▶ **TANTANGAN 1**:
Ekstrak setiap baris catatan di bawah yang memuat kata "road". Perhatikan huruf besar dan kecilnya.

▶ **KUTIPAN YANG DIBERIKAN**:

◆ ◆ ◆ ◆ ◆

Mantan Ketua Umum PW IRM Lampung Periode 2002-2004

Akar dari pendidikan ini adalah Liberalisme, yakni suatu pandangan yang menekankan pengembangan kemampuan, melindungi hak, dan kebebasan (freedoms), serta mengidentifikasi problem dan upaya perubahan sosial secara inskrimental demi menjaga stabilitas jangka panjang. Konsep pendidikan dalam tradisi liberal berakar pada cita cita Barat tentang individualisme. Ide politik liberalisme sejarahnya berkait erat dengan bangkitnya kelas menengah yang diuntungkan oleh kapitalisme. Pengaruh liberalisme dalam pendidikan dapat dianalisa dengan melihat komponen komponennya. Komponen pertama, adalah komponen pengaruh filsafat Barat tentang model manusia universal yakni model manusia Amerika dan Europa. Model tipe ideal mereka adalah manusia “rationalis liberal”, seperti: pertama bahwa semua manusia memiliki potensi sama dalam intelektual, kedua baik tatanan alam maupun norma sosial dapat ditangkap oleh akal. Ketiga adalah “individualis” yakni adanya angapan bahwa manusia adalah atomistik dan otonom (Bay,1988). Menempatkan individu secara atomistic, membawa pada keyakinan bahwa hubungan sosial sebagai kebetulan, dan masyarakat dianggap tidak stabil karena interest anggotanya yang tidak stabil.

Positivisme juga berpengaruh dalam pendidikan liberal. Positivisme sebagai suatu paradigma ilmu sosial yang dominan sewasa ini juga menjadi dasar bagi model pendidikan Liberal. Positivisme pada dasarnya adalah ilmu sosial yang dipinjam dari pandangan, metode dan teknik ilmu alam memahami realitas. Positivisme sebagai suatu aliran filsafat berakar pada tradisi ilmu ilmu sosial yang dikembangkan dengan mengambil cara ilmu alam menguasai benda, yakni dengan kepercayaan adanya universalisme and generalisasi, melalui metode determinasi, ‘fixed law’ atau kumpulan hukum teori (Schoyer, 1973). Positivisme berasumsi bahwa penjelasan tungal dianggap ‘appropriate’ untuk semua fenomena. Oleh karena itu mereka percaya bahwa riset sosial ataupun pendidikan dan pelatihan harus didekati dengan metode ilmiah yakni obyektif dan bebas nilai. Pengetahuan selalu menganut hukum ilmiah yang bersifat universal, prosedur harus dikuantifisir dan diverifikasi dengan metode “scientific”. Dengan kata lain, positivisme mensaratkan pemisahan fakta dan values dalam rangka menuju pada pemahaman obyektif atas realitas sosial.

Paradigma Kritis/Radikal.

◆ ◆ ◆ ◆ ◆

▶ **Catatan dari sebuah dataset**:

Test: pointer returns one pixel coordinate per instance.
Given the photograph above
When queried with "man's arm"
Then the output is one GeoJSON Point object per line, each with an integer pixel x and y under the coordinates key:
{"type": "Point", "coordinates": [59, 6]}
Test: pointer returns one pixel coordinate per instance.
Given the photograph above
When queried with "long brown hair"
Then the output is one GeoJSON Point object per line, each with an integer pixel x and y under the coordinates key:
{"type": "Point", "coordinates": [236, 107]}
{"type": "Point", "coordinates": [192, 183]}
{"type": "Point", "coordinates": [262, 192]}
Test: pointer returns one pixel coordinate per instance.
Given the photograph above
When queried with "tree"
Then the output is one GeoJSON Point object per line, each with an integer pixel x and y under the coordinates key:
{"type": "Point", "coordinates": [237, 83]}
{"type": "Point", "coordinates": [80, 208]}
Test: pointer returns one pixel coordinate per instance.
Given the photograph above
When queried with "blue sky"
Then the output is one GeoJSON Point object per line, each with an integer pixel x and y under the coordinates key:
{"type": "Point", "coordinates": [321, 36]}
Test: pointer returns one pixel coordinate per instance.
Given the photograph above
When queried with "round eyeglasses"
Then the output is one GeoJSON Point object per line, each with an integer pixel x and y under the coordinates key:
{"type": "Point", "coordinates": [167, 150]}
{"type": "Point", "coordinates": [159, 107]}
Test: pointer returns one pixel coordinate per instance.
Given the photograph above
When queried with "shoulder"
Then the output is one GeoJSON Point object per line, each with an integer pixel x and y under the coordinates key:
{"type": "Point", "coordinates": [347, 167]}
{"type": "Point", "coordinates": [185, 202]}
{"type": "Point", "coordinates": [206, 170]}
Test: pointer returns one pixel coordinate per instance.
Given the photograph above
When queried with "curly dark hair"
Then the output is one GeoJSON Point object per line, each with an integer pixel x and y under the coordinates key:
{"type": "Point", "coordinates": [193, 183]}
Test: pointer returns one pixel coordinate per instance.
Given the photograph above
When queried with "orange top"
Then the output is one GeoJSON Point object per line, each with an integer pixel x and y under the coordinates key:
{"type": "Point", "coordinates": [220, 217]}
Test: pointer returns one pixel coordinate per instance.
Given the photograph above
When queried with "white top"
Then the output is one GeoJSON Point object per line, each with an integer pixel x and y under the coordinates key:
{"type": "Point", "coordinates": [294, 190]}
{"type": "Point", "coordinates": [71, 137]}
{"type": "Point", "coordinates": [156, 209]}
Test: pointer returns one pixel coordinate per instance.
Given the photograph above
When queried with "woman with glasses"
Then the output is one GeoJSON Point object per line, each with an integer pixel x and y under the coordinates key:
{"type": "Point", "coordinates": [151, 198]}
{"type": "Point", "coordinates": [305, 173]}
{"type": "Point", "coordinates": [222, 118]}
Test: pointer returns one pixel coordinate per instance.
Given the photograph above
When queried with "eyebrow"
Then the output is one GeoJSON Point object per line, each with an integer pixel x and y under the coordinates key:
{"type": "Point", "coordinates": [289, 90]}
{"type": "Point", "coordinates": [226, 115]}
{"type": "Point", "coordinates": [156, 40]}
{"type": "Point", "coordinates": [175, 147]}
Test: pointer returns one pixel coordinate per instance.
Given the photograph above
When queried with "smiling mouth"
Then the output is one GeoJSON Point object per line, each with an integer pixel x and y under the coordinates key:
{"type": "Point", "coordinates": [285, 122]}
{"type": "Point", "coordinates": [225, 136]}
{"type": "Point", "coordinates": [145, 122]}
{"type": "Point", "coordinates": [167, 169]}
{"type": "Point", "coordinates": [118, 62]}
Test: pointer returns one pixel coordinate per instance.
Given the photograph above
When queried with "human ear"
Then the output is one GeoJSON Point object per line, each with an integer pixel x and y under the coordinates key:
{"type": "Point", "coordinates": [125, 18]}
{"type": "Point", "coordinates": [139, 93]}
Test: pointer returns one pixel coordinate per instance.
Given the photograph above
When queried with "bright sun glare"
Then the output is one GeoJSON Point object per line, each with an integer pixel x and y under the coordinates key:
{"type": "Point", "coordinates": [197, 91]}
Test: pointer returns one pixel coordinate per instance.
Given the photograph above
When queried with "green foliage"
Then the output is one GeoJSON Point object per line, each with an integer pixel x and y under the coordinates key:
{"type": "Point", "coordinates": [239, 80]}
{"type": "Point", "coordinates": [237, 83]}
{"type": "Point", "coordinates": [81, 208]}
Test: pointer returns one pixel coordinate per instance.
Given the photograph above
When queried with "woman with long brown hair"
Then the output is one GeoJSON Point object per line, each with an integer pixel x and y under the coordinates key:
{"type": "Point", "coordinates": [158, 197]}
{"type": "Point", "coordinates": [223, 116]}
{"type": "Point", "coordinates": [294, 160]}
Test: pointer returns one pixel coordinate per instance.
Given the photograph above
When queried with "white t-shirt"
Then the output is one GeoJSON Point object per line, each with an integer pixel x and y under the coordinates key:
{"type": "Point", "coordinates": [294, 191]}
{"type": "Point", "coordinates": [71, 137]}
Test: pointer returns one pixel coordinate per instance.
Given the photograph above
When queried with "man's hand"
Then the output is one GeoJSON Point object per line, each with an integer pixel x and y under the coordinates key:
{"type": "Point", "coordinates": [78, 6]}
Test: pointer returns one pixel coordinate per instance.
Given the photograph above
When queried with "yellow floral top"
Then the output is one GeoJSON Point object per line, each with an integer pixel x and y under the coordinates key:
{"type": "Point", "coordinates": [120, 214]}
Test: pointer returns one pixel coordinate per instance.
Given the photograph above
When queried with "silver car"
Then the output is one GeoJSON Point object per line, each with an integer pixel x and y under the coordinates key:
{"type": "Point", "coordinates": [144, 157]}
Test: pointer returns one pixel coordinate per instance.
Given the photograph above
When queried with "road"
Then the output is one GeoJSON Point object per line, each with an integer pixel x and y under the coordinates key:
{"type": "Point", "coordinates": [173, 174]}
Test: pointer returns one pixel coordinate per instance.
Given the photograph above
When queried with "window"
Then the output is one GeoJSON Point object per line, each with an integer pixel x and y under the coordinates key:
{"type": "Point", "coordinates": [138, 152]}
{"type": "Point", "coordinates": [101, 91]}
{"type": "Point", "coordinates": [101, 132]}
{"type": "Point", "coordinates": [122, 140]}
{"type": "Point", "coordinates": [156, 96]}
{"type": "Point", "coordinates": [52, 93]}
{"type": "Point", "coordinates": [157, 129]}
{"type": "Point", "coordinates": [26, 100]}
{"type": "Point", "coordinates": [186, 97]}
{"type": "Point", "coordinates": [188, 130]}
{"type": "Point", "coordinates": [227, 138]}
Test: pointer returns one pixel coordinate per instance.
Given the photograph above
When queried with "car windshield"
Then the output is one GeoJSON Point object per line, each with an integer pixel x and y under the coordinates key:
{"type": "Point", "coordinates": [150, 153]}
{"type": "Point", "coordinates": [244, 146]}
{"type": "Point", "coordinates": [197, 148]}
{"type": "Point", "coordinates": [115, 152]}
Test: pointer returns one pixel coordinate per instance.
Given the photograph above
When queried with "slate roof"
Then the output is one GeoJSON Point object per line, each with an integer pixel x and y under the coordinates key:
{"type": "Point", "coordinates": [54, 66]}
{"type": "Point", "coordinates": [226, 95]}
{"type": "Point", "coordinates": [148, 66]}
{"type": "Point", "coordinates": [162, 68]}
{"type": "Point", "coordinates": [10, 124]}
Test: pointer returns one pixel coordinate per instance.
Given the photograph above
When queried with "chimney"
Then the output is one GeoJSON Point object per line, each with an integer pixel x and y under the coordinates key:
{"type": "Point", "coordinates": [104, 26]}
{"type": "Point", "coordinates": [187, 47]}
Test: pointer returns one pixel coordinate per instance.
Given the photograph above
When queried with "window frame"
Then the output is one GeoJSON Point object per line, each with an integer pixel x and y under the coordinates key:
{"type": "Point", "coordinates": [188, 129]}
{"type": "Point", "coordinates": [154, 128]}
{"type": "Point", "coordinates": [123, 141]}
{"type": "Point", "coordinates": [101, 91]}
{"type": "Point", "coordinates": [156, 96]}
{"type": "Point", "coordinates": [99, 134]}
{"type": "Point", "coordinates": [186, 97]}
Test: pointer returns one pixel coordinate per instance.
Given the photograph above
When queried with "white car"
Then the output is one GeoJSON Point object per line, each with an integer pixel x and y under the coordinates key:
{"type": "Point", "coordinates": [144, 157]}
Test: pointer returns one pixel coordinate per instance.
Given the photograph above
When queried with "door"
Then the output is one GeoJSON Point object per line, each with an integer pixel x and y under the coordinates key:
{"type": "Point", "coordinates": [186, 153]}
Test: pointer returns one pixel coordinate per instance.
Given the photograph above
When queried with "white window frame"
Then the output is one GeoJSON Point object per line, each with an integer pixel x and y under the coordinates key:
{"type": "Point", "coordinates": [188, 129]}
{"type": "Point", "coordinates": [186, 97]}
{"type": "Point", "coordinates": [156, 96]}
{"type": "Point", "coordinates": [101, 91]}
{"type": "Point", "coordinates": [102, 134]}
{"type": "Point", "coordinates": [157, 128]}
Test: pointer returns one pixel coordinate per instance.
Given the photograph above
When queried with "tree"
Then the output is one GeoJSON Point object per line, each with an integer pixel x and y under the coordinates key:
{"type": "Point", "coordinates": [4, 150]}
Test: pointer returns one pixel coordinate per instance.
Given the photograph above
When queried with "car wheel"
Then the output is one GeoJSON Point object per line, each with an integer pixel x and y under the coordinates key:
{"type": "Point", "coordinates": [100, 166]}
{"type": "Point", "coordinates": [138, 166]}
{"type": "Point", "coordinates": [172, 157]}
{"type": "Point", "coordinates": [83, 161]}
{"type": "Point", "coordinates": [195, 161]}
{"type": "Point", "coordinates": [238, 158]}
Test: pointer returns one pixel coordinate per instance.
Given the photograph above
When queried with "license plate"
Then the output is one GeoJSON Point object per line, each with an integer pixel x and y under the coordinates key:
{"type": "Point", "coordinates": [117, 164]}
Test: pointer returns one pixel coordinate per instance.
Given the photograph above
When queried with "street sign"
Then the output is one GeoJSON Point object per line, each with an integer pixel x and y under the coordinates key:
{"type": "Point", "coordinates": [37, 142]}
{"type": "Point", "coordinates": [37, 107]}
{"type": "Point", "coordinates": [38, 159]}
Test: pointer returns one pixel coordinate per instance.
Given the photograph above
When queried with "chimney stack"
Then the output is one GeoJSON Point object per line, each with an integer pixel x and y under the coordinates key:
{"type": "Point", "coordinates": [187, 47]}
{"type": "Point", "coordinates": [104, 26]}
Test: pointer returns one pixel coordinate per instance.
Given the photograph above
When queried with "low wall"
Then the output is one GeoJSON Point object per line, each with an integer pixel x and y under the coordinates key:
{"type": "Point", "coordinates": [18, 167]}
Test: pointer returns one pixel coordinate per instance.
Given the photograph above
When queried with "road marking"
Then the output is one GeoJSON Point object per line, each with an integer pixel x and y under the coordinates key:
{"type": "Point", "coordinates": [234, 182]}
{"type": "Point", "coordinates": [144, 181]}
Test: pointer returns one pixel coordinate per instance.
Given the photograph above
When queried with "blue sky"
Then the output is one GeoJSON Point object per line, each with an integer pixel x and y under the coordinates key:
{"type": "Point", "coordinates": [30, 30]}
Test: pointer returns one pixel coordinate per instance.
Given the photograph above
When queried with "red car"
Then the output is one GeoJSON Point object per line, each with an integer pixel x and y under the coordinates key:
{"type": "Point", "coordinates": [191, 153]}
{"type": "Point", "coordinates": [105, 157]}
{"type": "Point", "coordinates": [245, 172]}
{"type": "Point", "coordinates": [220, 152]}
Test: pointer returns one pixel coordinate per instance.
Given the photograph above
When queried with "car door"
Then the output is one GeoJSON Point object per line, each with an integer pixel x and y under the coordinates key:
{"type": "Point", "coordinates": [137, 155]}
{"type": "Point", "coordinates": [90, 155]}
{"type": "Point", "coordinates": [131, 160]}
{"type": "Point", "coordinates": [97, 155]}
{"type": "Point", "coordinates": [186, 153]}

◆ ◆ ◆ ◆ ◆

▶ **TANTANGAN 2**:
Ringkaslah kutipan tentang pendidikan liberal di atas dalam dua kalimat.

▶ **KELUARAN YANG BENAR 1**:
When queried with "road"
When queried with "road marking"

▶ **KELUARAN YANG BENAR 2**:
Pendidikan liberal berakar pada liberalisme, yang menekankan pengembangan kemampuan, perlindungan hak, dan kebebasan, serta pada cita-cita Barat tentang individualisme yang menganggap manusia atomistik dan otonom. Positivisme, yang meminjam pandangan, metode, dan teknik ilmu alam, juga menjadi dasar model pendidikan liberal dengan menuntut pendekatan ilmiah yang obyektif dan bebas nilai serta pemisahan fakta dan nilai.